## DOCUMENT EXCERPT:
Blue Ash Chili, however, has gotten a taste of that celebrity. When the Food Network’s Diners, Drive-ins, and Dives was in town, they could have picked any one of a number of locally-loved chili parlors. But they picked Blue Ash Chili.
And now I finally know why.
I made a few trips to Blue Ash this month, to sample their ‘ways, and I’m just going to say it upfront: they deserve their measure of celebrity.
Having decided to stick with the ‘try-it-both ways’ approach to evaluating a ‘way, I dined-in first and returned a week later to give the carry-out a try. The single most impressive thing I found about Blue Ash Chili is that there is very little discernable difference between eating in and carrying out. Much of the reason for that, I reckon, is that they use the proper container. See the terrible pictures I took there? Yep, that’s a boat made for a 3-way right there, not a carton made for egg-drop soup. It makes a huge difference.
That’s not the only reason I liked Blue Ash chili, though, not by a long shot. Basically, they seem to get everything about a ‘way right. The chili is exactly what I’m looking for in Cincinnati-style chili: meaty, rich, and perfectly balanced in flavor. The spices are all very evident and very flavorful, but all work together in harmony so you can’t really pick them out individually—well, at least I couldn’t. I would classify their chili on the sweet side of the spectrum, and it has almost no real heat (just a tiny, almost imperceptible bit on the finish). But that’s okay, that’s what hot sauce is for.

## TASK INSTRUCTIONS:
[A] Reproduce word for word the passage of the Blue Ash Chili review starting at "And now I finally" and ending at "a huge difference.".
[B] Extend the review of Blue Ash Chili, picking up after its final sentence.

## INFORMATION GIVEN:
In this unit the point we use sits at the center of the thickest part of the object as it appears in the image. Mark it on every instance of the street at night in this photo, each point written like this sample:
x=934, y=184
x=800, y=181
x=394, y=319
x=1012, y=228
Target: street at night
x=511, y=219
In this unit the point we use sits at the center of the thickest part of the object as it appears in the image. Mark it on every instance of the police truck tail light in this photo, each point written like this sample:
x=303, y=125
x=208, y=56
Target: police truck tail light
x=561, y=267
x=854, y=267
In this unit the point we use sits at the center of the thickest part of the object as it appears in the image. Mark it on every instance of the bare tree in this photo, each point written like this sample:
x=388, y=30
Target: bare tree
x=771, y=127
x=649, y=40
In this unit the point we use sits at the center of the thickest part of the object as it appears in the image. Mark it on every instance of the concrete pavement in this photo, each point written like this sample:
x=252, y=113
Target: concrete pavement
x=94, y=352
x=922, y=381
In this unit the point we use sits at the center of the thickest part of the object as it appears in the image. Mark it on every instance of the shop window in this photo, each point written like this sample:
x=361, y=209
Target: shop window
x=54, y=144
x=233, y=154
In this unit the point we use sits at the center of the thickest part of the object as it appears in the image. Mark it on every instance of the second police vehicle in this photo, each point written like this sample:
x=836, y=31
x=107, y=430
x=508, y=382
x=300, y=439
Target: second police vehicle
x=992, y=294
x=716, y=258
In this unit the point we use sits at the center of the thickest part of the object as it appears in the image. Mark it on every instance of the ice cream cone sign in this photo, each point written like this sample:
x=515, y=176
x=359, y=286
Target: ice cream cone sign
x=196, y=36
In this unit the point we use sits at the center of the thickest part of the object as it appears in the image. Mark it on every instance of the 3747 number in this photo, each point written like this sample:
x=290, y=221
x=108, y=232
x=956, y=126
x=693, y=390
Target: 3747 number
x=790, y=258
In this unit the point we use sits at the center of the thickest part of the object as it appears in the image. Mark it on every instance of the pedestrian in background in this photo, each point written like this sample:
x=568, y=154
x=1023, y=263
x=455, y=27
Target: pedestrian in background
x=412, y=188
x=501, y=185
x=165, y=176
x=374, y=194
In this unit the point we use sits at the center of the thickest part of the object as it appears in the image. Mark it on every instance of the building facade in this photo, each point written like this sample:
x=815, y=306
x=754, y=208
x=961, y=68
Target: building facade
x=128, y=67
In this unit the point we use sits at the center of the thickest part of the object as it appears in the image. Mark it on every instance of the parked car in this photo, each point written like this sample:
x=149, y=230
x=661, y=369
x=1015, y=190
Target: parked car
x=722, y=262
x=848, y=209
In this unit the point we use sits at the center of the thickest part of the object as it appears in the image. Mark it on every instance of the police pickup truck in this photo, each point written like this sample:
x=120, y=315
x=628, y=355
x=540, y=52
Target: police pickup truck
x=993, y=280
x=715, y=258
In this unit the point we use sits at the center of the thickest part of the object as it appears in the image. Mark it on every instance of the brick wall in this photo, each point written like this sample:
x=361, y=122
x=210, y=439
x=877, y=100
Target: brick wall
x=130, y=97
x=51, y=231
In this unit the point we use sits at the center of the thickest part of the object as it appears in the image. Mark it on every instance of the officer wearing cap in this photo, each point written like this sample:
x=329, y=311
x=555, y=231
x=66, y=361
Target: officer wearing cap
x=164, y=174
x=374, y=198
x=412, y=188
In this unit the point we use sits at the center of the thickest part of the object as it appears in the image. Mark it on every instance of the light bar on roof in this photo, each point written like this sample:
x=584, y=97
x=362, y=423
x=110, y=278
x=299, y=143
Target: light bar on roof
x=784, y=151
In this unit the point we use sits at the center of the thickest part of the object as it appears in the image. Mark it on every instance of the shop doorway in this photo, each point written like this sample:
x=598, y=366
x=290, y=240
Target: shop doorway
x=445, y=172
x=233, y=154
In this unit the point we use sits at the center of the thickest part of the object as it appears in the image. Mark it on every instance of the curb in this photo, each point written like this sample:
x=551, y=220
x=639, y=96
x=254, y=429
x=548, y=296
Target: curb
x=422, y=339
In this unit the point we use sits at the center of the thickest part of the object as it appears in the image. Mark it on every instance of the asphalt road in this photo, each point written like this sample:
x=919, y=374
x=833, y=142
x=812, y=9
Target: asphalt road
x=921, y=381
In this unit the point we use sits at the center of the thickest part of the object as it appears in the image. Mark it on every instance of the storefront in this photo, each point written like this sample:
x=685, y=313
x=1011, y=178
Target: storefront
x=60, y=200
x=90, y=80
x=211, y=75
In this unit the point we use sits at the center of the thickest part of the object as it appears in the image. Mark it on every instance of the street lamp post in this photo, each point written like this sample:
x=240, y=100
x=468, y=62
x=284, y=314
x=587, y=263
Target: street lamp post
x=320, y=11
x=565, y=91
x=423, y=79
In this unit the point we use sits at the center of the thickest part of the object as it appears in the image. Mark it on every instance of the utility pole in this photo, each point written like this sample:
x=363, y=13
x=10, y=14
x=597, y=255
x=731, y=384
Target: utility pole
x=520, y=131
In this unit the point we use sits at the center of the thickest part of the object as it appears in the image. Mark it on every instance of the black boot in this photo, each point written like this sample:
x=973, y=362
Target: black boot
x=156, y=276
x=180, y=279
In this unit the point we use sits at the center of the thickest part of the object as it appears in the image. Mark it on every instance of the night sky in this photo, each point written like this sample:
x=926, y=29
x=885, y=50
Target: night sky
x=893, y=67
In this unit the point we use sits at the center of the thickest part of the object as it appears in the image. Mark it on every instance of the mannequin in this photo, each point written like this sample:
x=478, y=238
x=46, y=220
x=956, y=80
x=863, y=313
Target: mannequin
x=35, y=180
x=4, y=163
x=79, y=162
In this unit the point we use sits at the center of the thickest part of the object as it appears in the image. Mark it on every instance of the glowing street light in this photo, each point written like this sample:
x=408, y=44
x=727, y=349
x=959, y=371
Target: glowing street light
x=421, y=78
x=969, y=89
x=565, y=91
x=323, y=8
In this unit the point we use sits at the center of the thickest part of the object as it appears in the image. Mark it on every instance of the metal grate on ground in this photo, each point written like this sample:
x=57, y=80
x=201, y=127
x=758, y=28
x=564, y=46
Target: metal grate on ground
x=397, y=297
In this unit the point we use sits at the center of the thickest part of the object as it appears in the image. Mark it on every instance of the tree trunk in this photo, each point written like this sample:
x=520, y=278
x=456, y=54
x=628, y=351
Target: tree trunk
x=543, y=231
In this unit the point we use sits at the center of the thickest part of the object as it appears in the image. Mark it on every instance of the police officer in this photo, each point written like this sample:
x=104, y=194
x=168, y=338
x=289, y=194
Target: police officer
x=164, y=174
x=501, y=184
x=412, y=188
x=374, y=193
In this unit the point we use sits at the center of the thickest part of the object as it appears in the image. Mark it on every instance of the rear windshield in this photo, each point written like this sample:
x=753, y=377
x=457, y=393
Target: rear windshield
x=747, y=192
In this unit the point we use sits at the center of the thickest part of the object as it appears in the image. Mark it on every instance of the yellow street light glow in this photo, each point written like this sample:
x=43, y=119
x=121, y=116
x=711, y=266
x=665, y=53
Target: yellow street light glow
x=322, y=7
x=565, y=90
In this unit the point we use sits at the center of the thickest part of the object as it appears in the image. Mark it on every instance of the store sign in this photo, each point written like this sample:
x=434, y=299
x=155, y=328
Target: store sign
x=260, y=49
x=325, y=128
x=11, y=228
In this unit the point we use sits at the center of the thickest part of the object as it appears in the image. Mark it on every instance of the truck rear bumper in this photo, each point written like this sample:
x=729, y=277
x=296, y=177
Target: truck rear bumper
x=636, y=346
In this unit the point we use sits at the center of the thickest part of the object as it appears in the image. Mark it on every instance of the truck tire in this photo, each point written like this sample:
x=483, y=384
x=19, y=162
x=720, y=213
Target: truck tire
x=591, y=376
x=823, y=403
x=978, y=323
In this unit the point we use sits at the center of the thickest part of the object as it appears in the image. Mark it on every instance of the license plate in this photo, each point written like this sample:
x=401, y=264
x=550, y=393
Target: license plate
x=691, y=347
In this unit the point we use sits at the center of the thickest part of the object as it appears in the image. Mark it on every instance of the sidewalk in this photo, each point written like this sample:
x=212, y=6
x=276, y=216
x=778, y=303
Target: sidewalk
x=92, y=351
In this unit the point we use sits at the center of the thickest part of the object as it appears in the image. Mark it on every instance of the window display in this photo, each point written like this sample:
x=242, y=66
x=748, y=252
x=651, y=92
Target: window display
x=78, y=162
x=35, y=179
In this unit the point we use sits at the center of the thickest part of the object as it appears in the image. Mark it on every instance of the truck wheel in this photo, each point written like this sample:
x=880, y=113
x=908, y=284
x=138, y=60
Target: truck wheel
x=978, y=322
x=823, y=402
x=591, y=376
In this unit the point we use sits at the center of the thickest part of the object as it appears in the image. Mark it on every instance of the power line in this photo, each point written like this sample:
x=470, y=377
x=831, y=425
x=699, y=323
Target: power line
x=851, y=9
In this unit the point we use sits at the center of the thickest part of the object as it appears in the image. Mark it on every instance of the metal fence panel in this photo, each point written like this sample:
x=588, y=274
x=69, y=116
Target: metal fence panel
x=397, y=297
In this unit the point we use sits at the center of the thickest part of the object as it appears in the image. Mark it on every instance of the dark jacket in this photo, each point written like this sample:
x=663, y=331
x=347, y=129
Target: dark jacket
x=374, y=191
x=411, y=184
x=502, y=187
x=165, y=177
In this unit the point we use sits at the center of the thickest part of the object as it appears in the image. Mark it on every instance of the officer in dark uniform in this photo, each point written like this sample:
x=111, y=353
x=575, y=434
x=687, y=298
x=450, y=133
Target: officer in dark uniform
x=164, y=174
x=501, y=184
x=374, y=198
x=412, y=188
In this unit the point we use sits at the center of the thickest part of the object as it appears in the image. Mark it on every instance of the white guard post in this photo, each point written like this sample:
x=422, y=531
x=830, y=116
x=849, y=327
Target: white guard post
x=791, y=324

## ANSWERS:
[A]
And now I finally know why.
I made a few trips to Blue Ash this month, to sample their ‘ways, and I’m just going to say it upfront: they deserve their measure of celebrity.
Having decided to stick with the ‘try-it-both ways’ approach to evaluating a ‘way, I dined-in first and returned a week later to give the carry-out a try. The single most impressive thing I found about Blue Ash Chili is that there is very little discernable difference between eating in and carrying out. Much of the reason for that, I reckon, is that they use the proper container. See the terrible pictures I took there? Yep, that’s a boat made for a 3-way right there, not a carton made for egg-drop soup. It makes a huge difference.

[B]
Without question, this is thickest chili we’ve tried so far, and that does tend to prevent it from seeping as deeply into the spaghetti as I’d like. Each order I received came with at least two pre-packaged bags of crackers, but one is more than enough. In fact, because I’m a two-bag kind of guy, I automatically dropped a pair into my first 3-way, and in the end I found several almost-dry crackers with just a thin layer of chili covering them. That was a foreign experience for me.
Nothing’s perfect, of course. For one thing, the beans on my 4-way were your basic dark red kidneys. I prefer the smaller red beans I’m more accustomed to finding in my Cincinnati chili.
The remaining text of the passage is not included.